Texte à lire
┌──

Bonsoir,
La campagne d'Ulm, en 1805, est aussi un exemple des difficultés que peut éprouver Napoléon à deviner les intentions de son adversaire direct, surtout si ci ce dernier est illogique et d'une médiocrité affligeante.
Contrairement à un mythe bien établi, l'encerclement des Autrichiens de Mack dans Ulm n'était pas prévu à l'avance dans un plan de campagne imaginé juste avant d'entrer en Allemagne. L'idée d'encercler Mack dans Ulm est venu en pleine campagne de Bavière et quelques jours à peine avant l'exécution.
Sa stratégie de guerre est bonne. La guerre de la troisième coalition oppose sur le papier 250 000 Français à 500 000 coalisés. Cependant, les coalisés sont bien trop divisés dans toute l'Europe, du nord jusqu'à Naples, les Russes ne sont pas encore arrivés en Allemagne. Dès lors, Napoléon décide de frapper les coalisés en détails, il décide d'attaquer tout d'abord les 80 000 Autrichiens de Mack avec une masse de 160 000 Français, s'assurant ainsi une supériorité numérique de deux contre un. Une fois Mack éliminé, Napoléon pourrait se lancer avec sa masse de manoeuvre contre un autre adversaire.
Sachant les Autrichiens de Mack établis sur la rive sud du Danube, Napoléon imagine tout d'abord le plan suivant. Après avoir traversé le Rhin, Napoléon fera descendre ses corps Français vers le Danube, en arrivant par la rive nord. Ses communications pouvant alors être menacés si Napoléon passe sur la rive sud du Danube, Mack pourrait être pris d'inquiétude et ferai alors exécuter une retraite vers l'est. Dans ce cas là, Napoléon ferait descendre ses troupes sur la rive sud et, via une offensive générale, attaquerait les Autrichiens de Mack sur leur flanc gauche découvert pour finalement les anéantir sur les montagnes noires.
Ce premier plan, si bon qu'il était, ne sera jamais réalisé.

└──

Données enregistrées
┌──

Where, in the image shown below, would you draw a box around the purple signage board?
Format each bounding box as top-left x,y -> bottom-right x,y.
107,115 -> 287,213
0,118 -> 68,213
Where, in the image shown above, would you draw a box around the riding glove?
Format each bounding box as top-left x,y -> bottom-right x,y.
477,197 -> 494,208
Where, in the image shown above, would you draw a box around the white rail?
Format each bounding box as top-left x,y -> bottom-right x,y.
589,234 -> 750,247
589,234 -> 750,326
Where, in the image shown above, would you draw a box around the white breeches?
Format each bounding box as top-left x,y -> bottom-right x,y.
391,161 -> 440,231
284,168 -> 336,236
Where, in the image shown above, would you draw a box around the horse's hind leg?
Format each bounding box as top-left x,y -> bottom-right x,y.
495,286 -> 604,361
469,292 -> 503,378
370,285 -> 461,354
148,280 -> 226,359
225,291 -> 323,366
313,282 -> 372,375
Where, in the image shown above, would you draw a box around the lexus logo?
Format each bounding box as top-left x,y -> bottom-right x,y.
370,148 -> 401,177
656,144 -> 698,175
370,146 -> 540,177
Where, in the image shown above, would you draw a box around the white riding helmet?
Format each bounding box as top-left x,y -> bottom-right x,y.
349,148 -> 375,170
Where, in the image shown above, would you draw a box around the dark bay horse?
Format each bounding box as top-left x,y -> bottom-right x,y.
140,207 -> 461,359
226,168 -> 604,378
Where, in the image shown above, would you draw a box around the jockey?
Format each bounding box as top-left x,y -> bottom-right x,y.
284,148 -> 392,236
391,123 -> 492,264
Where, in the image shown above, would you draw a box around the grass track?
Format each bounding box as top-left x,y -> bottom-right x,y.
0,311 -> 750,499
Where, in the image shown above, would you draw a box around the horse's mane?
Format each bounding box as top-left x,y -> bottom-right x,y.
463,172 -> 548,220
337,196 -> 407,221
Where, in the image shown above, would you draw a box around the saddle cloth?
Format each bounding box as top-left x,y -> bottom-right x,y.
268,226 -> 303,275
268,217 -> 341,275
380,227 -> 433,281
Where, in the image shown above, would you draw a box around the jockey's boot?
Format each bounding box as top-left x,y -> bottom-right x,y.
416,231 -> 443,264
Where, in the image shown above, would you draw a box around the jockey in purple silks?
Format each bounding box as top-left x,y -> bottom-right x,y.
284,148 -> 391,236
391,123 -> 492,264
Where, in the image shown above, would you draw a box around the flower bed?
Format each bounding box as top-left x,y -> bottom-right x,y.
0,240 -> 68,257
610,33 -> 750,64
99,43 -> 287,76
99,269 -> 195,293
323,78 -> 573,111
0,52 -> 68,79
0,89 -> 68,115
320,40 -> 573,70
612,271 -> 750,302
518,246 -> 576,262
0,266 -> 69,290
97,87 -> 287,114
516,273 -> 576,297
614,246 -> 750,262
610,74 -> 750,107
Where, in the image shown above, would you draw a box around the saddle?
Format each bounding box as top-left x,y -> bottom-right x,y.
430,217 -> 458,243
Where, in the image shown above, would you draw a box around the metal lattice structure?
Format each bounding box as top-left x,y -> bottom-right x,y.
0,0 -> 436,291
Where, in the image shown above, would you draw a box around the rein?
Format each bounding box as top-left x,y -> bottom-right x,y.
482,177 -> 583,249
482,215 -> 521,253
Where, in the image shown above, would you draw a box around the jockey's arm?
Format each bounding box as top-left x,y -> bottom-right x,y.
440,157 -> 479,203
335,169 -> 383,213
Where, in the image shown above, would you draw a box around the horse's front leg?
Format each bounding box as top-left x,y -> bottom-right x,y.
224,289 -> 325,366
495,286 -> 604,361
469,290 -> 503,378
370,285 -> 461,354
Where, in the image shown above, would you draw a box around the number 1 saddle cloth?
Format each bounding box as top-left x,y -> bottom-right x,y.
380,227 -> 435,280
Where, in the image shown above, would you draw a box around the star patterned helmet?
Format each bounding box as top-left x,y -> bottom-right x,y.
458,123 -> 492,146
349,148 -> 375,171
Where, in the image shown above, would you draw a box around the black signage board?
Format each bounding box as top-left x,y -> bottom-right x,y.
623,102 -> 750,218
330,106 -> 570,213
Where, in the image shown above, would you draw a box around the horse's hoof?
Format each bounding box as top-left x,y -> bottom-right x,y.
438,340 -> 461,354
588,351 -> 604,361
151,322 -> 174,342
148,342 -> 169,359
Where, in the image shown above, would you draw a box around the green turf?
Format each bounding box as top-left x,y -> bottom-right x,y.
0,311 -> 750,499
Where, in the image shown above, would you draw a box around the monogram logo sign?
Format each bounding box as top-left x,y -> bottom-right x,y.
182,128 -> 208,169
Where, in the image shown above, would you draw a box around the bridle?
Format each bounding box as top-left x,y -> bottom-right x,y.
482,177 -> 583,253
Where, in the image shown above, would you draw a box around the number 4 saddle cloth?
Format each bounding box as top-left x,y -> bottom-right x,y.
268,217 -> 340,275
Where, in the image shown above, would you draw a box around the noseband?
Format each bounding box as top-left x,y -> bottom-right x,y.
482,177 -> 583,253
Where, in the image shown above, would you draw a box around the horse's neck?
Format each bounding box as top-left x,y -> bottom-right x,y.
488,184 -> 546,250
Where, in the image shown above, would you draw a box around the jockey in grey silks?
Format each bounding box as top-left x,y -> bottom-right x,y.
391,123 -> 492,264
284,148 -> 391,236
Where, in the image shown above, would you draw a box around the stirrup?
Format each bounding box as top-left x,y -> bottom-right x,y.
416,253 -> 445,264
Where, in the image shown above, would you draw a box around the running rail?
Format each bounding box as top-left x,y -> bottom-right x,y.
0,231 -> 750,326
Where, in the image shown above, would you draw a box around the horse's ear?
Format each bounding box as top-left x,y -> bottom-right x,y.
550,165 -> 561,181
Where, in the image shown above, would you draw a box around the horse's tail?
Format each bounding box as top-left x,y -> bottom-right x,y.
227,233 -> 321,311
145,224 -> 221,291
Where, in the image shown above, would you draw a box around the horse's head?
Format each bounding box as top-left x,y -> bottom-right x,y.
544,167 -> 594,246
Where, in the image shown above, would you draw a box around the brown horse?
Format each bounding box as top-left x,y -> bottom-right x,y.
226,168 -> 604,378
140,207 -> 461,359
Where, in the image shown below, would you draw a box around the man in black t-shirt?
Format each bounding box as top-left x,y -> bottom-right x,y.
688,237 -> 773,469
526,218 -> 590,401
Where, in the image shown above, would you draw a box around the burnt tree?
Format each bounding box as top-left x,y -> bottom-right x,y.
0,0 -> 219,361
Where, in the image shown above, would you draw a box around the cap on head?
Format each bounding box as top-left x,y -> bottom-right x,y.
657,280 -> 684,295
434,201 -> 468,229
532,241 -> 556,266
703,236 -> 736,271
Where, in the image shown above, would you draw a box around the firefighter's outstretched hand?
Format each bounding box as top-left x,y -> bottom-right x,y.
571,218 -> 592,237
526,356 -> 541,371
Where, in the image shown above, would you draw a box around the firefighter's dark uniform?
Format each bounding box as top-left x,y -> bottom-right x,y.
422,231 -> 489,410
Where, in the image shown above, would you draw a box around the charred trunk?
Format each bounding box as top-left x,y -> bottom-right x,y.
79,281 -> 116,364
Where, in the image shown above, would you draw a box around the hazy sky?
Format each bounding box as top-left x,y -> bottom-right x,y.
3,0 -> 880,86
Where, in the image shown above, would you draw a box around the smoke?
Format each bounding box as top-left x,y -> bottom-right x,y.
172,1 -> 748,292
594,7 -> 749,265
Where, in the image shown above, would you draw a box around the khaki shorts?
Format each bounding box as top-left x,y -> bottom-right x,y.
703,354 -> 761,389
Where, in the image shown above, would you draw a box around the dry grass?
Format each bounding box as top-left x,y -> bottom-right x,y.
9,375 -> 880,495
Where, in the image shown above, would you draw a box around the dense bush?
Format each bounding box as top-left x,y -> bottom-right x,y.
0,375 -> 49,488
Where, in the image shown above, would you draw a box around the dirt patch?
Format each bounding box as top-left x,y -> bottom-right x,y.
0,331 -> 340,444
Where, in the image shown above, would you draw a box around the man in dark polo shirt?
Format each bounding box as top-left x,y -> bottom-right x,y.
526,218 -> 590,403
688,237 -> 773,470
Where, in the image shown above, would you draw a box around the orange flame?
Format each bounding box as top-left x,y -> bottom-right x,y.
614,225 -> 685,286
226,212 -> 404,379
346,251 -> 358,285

└──

Tâches à faire
**a.** Recopiez tel quel le passage du texte sur la campagne d'Ulm qui commence aux mots "Contrairement à un" et qui s'arrête après "peine avant l'exécution.".
**b.** Réécrivez sous forme de tableau Markdown à deux colonnes, Numéro et Contenu, uniquement les lignes des données enregistrées allant de celle qui contient "horse's front leg?" jusqu'à celle qui contient "182,128 -> 208,169", ces deux lignes comprises. Laissez de côté les lignes vides.

Corrigé des tâches
**a.**
Contrairement à un mythe bien établi, l'encerclement des Autrichiens de Mack dans Ulm n'était pas prévu à l'avance dans un plan de campagne imaginé juste avant d'entrer en Allemagne. L'idée d'encercler Mack dans Ulm est venu en pleine campagne de Bavière et quelques jours à peine avant l'exécution.

**b.**
| Numéro | Contenu |
|---|---|
| 1 | Where, in the image shown above, would you draw a box around the horse's front leg? |
| 2 | Format each bounding box as top-left x,y -> bottom-right x,y. |
| 3 | 224,289 -> 325,366 |
| 4 | 495,286 -> 604,361 |
| 5 | 469,290 -> 503,378 |
| 6 | 370,285 -> 461,354 |
| 7 | Where, in the image shown above, would you draw a box around the number 1 saddle cloth? |
| 8 | Format each bounding box as top-left x,y -> bottom-right x,y. |
| 9 | 380,227 -> 435,280 |
| 10 | Where, in the image shown above, would you draw a box around the star patterned helmet? |
| 11 | Format each bounding box as top-left x,y -> bottom-right x,y. |
| 12 | 458,123 -> 492,146 |
| 13 | 349,148 -> 375,171 |
| 14 | Where, in the image shown above, would you draw a box around the black signage board? |
| 15 | Format each bounding box as top-left x,y -> bottom-right x,y. |
| 16 | 623,102 -> 750,218 |
| 17 | 330,106 -> 570,213 |
| 18 | Where, in the image shown above, would you draw a box around the horse's hoof? |
| 19 | Format each bounding box as top-left x,y -> bottom-right x,y. |
| 20 | 438,340 -> 461,354 |
| 21 | 588,351 -> 604,361 |
| 22 | 151,322 -> 174,342 |
| 23 | 148,342 -> 169,359 |
| 24 | Where, in the image shown above, would you draw a box around the green turf? |
| 25 | Format each bounding box as top-left x,y -> bottom-right x,y. |
| 26 | 0,311 -> 750,499 |
| 27 | Where, in the image shown above, would you draw a box around the monogram logo sign? |
| 28 | Format each bounding box as top-left x,y -> bottom-right x,y. |
| 29 | 182,128 -> 208,169 |